- TASKS
1. In the forum thread about door hangers, what hit rate does Sunrise Guy say to expect?
2. Extend the forum thread about door hangers, starting after its last reply.
— Start of DOCUMENT EXTRACT —
# Doors and Hangtags, Slings and Arrows



## maxburton (Mar 1, 2007)

I started putting door hangers out today. I'd appreciate hearing from all y'all about your experiences with them. How well do they work? How long does it take to put them out? Do people chase you off their property with firearms? How do you pick which streets to canvass, and which to skip?

So far, I've only actually run into a couple people. One wanted a hangtag, one didn't. I wonder if I should actually be knocking on doors and selling, but I'm shy! What do you think?


----------



## ATH (Mar 1, 2007)

I have not done it, but talked with a friend who is very good with marketing. He suggested door hangers.

I think just haning and leaving is better for 2 reasons:
*Most people will feel bothered if you knock on the door. They can easily look at the door hanger. You might get a sale from the folks you don't annoy, but the rest will always remember you as the annoying guy. If they save the door hanger, they will have your name w/o negative conatation
*Time. You can get MANY more door hangers out in the same amount of time compared to knocking on doors. Either one is a low percentage sale. The door hangers are likely a lower percentage sale, but I would rather have 2% of 100 contacts (2 sales) than 5% of 20 contacts (1 sale)...

As an aside, I think "door to door" salesmen have a bad reputation at times. Door hangers don't leave that flavor.


----------



## M.D. Vaden (Mar 2, 2007)

It will work.

And put them on doors where "no soliciting" signs are anyhow - just don't knock.

I get a lot of work from flyers, and notice that those included homes with the signs by the door.

Put it at every house you can.

IMPORTANT - learn fast how to recognize rental neighborhoods, from those with a lot of owners living in the homes.

There are clues, like number and cost of cars, how the yards are cared for, etc..


----------



## Sunrise Guy (Mar 2, 2007)

Yep! Put 'em out. I get a good deal of business from them. I don't leave them at "No Soliciting" homes only because I once got a call from one that was kind of intense. Your hit rate will be around 2-3% if the areas you go to are like ones I've done. On days that are slow, one of the fellows I work with and I try to put out one hundred on a given street. We usually get 2-3 calls and book most of 'em. Good luck!
— End of DOCUMENT EXTRACT —
— Start of RECORD EXCERPTS —
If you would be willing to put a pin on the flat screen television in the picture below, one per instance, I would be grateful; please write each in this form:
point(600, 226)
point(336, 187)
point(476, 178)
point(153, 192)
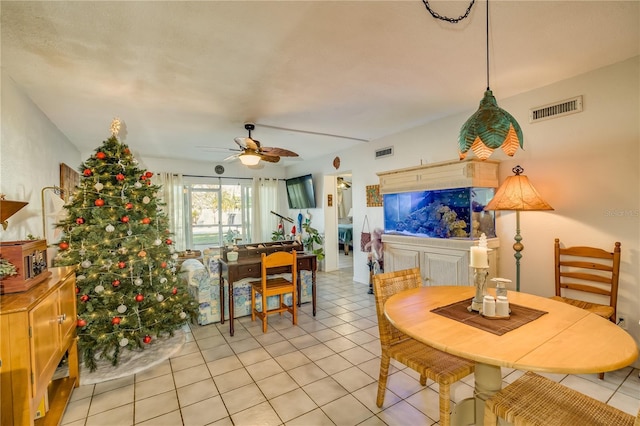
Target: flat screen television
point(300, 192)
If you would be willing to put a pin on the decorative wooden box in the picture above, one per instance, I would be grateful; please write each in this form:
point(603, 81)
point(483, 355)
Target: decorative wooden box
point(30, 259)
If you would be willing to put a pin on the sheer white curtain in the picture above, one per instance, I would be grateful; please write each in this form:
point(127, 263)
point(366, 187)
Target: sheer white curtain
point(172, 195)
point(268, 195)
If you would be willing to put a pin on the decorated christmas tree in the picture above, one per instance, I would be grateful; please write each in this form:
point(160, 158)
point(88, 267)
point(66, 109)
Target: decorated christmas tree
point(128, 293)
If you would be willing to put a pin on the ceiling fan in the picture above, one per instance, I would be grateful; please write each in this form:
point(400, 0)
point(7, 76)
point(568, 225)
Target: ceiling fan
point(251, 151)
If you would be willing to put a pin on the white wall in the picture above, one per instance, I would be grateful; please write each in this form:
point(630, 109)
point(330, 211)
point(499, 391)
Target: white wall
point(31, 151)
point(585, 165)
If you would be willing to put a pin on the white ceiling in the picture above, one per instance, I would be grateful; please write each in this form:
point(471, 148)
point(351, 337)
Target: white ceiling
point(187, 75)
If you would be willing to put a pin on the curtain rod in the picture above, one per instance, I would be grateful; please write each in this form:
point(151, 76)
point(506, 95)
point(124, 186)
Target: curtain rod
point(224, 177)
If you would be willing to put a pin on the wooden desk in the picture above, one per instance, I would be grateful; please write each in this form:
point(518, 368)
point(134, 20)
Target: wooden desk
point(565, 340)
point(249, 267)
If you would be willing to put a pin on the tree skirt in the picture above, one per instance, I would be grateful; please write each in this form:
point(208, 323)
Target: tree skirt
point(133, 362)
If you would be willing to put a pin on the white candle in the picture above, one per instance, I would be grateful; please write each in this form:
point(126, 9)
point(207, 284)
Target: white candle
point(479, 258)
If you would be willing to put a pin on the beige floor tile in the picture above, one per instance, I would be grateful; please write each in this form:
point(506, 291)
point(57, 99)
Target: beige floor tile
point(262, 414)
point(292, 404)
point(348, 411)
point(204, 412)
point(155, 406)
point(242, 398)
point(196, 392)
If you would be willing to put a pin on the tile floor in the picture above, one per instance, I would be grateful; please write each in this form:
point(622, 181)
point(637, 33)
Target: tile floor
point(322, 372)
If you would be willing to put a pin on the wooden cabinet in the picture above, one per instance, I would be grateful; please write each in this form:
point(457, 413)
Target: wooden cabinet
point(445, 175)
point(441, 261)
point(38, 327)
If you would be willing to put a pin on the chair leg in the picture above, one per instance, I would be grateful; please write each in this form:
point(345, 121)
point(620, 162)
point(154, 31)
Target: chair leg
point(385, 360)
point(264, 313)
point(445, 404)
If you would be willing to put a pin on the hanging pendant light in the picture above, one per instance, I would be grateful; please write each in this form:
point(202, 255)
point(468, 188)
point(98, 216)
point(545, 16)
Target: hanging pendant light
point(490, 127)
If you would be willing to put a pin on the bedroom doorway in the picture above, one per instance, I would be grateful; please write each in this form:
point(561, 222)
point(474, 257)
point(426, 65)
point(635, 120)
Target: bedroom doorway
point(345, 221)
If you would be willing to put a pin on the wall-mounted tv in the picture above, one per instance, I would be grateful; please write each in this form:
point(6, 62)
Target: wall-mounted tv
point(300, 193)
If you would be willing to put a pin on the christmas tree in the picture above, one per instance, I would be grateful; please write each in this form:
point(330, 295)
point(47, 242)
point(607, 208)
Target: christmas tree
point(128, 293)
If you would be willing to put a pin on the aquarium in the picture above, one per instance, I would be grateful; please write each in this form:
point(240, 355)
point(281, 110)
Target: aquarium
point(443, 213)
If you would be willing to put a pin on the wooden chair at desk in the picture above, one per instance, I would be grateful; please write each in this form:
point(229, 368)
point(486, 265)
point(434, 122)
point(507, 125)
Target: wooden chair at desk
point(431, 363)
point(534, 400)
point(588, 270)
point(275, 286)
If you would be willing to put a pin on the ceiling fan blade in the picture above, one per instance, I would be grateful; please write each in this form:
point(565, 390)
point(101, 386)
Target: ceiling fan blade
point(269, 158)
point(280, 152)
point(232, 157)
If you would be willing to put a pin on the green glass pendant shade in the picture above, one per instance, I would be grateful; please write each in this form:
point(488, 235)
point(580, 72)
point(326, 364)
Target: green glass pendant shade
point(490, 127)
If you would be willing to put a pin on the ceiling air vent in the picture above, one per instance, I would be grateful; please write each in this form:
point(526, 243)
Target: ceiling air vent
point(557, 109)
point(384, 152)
— End of RECORD EXCERPTS —
- ANSWERS BY TASK
1. Around 2-3%, if the areas are like the ones he has done.

2.
----------



## rfwoodvt (Mar 4, 2007)

Definitely worth the effort.

We lined up a whole bunch of work that way one winter.

For us the formula was simple. Find a neighborhood with lots of trees (not always easy in former farm land) then walk the streets and go to a door that had obvious tree work needs.

We'd knock and if someone answered we gave them an introduction hanger. And basically said we'll be doing work in the surrounding neighborhood over the next few weeks and wanted to let them know who we were and to please call us if they would like someone to check out their XXXXXXX (or whatever it was that made us stop)

If nobody answered we left a generic flyer referring to the fact that it had been brought to our attention that they have some tree issues they'd want us to check.

We ended up with a 1% to 4% response rate and closed better than half the sales. Of course once we started a job a lot of neighbors "remembered" us and either called or stopped by. Out of every 100 flyers we'd end up with 2 to 4 actual jobs within the week and up to 6 within the month.

Since we were "vacationing" out of state and working to support our Vacation this worked well...we'd put out 300-400 flyers every other week and had enough jobs for the 3 months we were there to pay for everything. It also allowed us to "commute" home every couple of weeks to take care of business here.

We tried several other direct methods including windsheild surveys with mailings to the addresses we saw and we tried putting a flyer on every door. both of these were time consuming, the windsheild survey resulted in 2 calls per 1000 and no sales and the everydoor resulted in less than 1 per 100.

the last method we tried was to blanket mail a neighborhood. This was marginallly more effective than the "every door" campaign. Far less time consuming but way more $$$. 

Still to do it again, I'd probably do the blanket mailing letting them know we are coming then do a focused door to door.

Its good way to kill a day but a great way to learn a neighborhood and make your presence known.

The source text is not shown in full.